Text for analysis:

Two examples in malpractice in the governance of corporate entities illustrate the gravity and magnitude of the problem. The unraveling of Metec, a corporate body established with Ethiopian capital in the amount 0f Birr 10 billion, was, instead captured by the TPLF and its loyalists. The arrest of 40 managers and others associated with Metec, including the chairman Brigadier General Kinfe Dagnew, who was arrested in Humera (Gondar) while trying to escape, serves as a case study in organized clan or group theft. The crime committed by Metec is so huge that it requires more in-depth research. Ethiopian Registrar and others report that Metec management is responsible for the loss of 30 billion Birr that is still unaccounted for. Most of the generals and other high officers identified by name hail from the same affinity group, namely, the TPLF.

Metec management perfected the art of graft, thievery, corruption and illicit outflow of funds through the following tools:

  • The purchase or procurement of machinery, tools and other items without competitive bidding;
  • The practice of increasing procurement costs by as much as 400 percent; and the bilking or pocketing of the difference;
  • The diversion of monies out of the country;
  • The preferential allotment of construction contracts to preferred or loyal supporters of the TPLF and extended family;
  • The purchase of high value machinery such as cranes; and the diversion of one or more to preferred persons;
  • The beneficial practice of working closely with the defense establishment dominated by the TPLF, for example, in the construction of the Great Ethiopian Renaissance Dam (GERD) and other capital construction projects;
  • The selective use of preferred suppliers and service providers and the exclusion of the rest of Ethiopians; and,
  • The outright grant of an estimated 205 million Birr procurement to one preferred person 21 times and another 15 times.

I can suggest a menu of options to redress this economic crime. The most obvious one proposed by the government is “to freeze assets.” What if most have been taken out of the country illicitly? I believe the government should ask governments throughout the world to help trace and freeze assets; and to apply the full force of international law, including the Magnitsky Act to go after known criminals and their accomplices. No criminal should live with impunity.

In all of these episodes, there was not a single Ethiopian global institution or person or group that demanded disclosure and accountability. It seems that, while Ethiopia was bleeding and the society crushed with debilitating poverty, we were all under the fearful spell of the TPLF—also crushed and helpless!!

While some of us may argue that theft, graft, corruption and illicit outflow of funds can’t be attributed to specific members of an ethnic group, I suggest that this argument is flawed. We can say the same thing about Apartheid South Africa.  The TPLF could not have plundered, killed, maimed, raped and committed other horrendous crimes if it did not organize and operate as a closed and secretive Tigrean nationality group. One can’t forget the fact that Ethiopian embassies served as exclusive quarters of the TPLF and its coterie of admirers and beneficiaries. Embassies too were effectively captured; and some are still in the hands of TPLF’s strong and extended hand.

The TPLF would not have dismantled Ethiopian institutions and replaced them with TPLF led and managed institutions without an assortment of supporters, most of them beneficiaries of the system. It had succeeded in recruiting, enticing and rewarding other ethnic groups.

Information supplied:
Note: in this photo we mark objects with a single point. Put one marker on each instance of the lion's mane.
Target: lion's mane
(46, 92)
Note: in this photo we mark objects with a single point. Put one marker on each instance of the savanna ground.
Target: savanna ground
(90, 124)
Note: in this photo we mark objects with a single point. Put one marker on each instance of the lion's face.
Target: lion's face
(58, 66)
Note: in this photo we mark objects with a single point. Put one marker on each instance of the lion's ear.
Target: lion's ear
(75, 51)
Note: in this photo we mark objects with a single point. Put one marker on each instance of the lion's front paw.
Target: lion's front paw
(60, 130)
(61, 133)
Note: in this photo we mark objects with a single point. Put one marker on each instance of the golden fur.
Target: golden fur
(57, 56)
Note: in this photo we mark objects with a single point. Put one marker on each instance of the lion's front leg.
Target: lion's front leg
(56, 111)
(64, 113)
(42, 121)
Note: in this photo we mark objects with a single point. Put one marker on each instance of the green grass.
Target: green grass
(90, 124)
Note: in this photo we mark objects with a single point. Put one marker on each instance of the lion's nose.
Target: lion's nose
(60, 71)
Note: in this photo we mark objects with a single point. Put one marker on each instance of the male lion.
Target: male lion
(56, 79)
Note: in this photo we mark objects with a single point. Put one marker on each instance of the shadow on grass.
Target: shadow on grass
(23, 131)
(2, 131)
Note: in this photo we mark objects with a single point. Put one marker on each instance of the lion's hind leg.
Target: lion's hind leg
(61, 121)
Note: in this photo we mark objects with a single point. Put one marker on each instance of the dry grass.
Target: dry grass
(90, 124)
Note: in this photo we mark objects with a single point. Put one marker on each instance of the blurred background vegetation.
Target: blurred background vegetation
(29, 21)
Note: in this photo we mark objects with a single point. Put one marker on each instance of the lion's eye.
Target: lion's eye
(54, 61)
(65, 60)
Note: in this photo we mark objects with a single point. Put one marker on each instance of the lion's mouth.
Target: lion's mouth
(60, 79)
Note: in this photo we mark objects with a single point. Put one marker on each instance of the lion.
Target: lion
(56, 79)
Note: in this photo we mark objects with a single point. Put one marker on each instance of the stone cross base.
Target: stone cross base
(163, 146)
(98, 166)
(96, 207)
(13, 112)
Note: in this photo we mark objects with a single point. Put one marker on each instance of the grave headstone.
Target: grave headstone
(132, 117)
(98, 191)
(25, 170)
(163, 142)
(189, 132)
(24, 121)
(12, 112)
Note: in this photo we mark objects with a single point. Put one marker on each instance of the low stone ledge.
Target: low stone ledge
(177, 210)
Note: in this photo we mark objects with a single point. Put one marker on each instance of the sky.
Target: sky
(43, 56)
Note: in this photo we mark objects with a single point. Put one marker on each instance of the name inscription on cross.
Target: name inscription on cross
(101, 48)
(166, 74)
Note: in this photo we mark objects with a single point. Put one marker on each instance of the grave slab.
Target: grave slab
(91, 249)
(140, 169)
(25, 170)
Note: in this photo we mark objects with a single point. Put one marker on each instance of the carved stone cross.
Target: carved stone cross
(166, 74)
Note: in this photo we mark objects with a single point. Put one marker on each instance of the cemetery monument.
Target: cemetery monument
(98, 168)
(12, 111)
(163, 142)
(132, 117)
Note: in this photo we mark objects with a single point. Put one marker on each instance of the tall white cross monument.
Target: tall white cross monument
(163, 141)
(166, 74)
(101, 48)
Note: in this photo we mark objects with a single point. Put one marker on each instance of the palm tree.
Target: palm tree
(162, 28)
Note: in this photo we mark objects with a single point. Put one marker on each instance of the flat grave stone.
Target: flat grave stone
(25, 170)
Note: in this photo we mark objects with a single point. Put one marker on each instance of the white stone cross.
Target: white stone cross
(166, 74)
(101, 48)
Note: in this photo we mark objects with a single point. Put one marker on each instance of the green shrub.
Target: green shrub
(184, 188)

What is required: Rewrite the passage from the text on Metec, starting with "I can suggest" and going on through "live with impunity.", with "menu of options" changed to "range of options". The listing has no connection to the text about Metec.

Result for this exercise:
I can suggest a range of options to redress this economic crime. The most obvious one proposed by the government is “to freeze assets.” What if most have been taken out of the country illicitly? I believe the government should ask governments throughout the world to help trace and freeze assets; and to apply the full force of international law, including the Magnitsky Act to go after known criminals and their accomplices. No criminal should live with impunity.